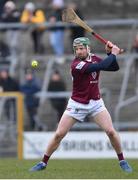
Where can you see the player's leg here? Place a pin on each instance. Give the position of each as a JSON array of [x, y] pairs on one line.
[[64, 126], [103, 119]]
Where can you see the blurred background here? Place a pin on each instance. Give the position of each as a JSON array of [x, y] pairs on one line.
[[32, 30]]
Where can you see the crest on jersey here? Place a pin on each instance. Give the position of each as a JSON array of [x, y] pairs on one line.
---
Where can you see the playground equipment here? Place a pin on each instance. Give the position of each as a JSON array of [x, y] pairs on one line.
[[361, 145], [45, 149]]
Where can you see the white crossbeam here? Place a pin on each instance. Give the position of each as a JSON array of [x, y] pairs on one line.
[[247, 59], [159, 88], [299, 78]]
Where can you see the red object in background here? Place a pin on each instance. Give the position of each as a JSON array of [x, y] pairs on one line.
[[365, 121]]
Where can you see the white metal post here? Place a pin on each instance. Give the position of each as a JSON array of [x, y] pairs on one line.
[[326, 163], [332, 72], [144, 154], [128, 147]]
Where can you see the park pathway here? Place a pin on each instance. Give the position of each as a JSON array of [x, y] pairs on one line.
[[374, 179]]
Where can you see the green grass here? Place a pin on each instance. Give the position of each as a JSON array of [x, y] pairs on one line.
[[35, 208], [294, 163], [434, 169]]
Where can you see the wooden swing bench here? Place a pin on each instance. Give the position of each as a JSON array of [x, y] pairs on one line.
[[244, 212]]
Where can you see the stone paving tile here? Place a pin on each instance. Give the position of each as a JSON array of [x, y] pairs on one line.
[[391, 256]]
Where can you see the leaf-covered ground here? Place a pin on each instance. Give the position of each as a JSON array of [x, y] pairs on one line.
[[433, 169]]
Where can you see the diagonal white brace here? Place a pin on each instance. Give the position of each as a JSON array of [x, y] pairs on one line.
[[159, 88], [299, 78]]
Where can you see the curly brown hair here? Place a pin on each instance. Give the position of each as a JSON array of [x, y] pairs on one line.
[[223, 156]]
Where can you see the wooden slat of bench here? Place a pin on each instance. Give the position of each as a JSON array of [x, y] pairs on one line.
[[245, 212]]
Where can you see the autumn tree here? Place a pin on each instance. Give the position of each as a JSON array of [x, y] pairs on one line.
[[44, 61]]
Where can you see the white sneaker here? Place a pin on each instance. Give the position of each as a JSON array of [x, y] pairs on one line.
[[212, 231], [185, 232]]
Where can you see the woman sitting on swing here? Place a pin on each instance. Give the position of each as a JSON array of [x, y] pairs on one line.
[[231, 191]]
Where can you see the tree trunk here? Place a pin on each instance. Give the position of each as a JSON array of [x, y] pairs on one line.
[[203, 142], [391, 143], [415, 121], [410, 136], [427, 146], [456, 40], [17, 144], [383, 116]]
==
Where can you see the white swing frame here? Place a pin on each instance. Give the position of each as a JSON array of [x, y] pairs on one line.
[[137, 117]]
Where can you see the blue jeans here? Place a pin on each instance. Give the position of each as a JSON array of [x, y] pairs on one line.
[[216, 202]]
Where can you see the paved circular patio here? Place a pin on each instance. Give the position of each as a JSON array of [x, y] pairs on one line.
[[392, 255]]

* **Your task**: Could you copy out, word for word, every line of the data from the one containing "Where can you see the player's" down to the one containing "[[64, 126], [103, 119]]", including both of those lines?

* **Solution to this task**:
Where can you see the player's leg here? Place a pin on each instance. Give the position of each as a JSON array of [x, y] pairs on one line.
[[64, 126], [103, 119]]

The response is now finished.